[Start of section]
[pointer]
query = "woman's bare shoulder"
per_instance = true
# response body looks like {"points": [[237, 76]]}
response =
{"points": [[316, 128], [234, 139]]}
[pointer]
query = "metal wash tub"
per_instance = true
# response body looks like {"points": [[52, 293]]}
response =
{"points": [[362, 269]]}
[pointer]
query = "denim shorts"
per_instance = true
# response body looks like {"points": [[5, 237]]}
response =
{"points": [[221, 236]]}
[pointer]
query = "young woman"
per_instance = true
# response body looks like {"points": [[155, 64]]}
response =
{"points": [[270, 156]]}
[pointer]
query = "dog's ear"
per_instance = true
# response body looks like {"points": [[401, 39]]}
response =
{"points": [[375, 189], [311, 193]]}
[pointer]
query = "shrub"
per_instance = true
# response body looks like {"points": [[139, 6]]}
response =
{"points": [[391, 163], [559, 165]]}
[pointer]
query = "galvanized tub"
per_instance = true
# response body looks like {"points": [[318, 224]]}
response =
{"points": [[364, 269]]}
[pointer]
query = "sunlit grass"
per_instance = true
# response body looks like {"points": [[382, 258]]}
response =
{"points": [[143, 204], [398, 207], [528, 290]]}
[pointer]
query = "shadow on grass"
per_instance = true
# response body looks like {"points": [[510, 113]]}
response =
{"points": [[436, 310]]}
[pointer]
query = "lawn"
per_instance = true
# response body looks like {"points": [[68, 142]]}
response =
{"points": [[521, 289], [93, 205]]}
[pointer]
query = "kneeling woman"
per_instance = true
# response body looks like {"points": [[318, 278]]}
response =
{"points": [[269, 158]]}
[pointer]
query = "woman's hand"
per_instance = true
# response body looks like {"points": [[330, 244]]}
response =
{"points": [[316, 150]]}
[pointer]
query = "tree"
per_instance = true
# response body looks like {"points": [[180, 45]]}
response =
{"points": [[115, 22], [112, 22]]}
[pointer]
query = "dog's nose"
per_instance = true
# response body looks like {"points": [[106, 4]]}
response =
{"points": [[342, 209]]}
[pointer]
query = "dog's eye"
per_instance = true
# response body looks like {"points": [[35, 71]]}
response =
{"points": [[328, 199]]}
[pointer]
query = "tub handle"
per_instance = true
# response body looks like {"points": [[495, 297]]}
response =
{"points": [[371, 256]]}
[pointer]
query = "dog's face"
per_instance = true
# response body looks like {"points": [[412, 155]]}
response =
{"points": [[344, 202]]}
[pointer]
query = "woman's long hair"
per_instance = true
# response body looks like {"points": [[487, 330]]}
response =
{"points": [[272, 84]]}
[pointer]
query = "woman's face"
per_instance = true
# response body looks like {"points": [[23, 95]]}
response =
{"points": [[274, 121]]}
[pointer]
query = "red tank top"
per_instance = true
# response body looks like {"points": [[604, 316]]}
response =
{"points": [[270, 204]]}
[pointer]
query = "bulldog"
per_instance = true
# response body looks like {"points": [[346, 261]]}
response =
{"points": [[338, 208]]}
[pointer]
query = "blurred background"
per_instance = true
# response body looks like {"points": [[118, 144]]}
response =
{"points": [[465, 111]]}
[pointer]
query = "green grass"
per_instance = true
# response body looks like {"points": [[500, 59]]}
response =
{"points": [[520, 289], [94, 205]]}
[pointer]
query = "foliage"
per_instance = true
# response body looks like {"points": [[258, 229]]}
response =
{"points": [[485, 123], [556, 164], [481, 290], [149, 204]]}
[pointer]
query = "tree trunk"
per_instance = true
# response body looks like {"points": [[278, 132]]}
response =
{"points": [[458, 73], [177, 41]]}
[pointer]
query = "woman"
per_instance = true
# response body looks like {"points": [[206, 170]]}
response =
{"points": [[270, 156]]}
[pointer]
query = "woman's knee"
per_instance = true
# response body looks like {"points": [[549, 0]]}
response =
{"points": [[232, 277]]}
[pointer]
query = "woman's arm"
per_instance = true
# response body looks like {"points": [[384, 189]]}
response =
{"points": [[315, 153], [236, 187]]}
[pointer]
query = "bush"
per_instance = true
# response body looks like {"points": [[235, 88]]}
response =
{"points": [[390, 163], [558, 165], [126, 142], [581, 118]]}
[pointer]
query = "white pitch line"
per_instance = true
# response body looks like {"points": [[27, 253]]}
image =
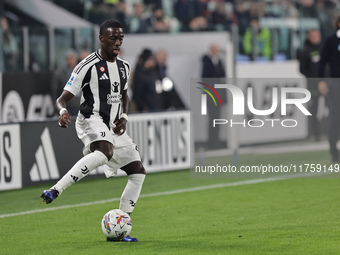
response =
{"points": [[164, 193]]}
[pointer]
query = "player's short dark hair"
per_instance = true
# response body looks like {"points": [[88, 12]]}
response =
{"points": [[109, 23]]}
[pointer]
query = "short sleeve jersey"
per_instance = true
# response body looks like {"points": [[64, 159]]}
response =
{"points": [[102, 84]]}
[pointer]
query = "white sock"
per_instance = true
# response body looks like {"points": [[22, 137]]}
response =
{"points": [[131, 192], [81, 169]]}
[End of section]
[Start of section]
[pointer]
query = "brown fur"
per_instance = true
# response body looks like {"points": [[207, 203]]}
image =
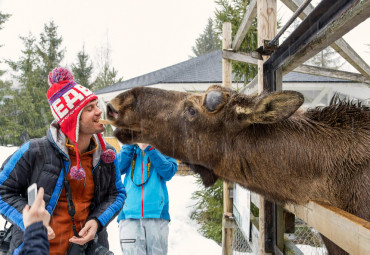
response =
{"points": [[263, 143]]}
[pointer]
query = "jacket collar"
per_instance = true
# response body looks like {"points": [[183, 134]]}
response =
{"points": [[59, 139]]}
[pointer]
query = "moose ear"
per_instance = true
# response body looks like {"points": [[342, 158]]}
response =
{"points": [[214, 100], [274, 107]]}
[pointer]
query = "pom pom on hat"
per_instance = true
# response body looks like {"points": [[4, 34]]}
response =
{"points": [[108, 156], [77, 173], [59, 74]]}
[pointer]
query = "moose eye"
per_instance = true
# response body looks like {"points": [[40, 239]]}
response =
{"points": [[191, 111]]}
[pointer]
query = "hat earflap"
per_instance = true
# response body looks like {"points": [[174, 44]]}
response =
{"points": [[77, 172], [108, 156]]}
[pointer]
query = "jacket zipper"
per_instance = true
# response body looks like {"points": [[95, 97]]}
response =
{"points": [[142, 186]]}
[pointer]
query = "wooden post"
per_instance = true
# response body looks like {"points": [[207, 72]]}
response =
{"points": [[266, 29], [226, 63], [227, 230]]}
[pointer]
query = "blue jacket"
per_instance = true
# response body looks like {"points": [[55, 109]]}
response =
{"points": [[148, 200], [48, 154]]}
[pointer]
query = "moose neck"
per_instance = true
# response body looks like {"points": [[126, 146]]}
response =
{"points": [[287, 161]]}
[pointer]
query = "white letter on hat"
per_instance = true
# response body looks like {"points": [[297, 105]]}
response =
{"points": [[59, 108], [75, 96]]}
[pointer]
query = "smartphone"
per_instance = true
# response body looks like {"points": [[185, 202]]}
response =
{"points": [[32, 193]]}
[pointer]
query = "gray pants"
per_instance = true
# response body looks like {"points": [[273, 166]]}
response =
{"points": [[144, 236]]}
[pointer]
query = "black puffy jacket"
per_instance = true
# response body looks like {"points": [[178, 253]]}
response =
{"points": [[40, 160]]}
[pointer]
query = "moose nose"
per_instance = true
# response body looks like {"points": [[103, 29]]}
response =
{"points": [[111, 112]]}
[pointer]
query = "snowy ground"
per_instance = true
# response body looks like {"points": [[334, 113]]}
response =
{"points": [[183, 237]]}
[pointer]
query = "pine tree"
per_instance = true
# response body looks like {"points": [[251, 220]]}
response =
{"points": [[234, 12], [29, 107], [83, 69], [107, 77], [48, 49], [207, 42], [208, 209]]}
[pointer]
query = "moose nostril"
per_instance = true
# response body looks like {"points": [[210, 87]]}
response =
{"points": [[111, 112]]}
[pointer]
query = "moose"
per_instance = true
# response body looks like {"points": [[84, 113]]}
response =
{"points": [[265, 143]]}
[End of section]
Search the material above for the string "moose", and copy every line in which it turns up.

◆ **SOLVED EXERCISE**:
query = "moose ear"
query = "moose eye"
query = "moose neck"
query = "moose nose"
query = "moose nostril"
query = "moose"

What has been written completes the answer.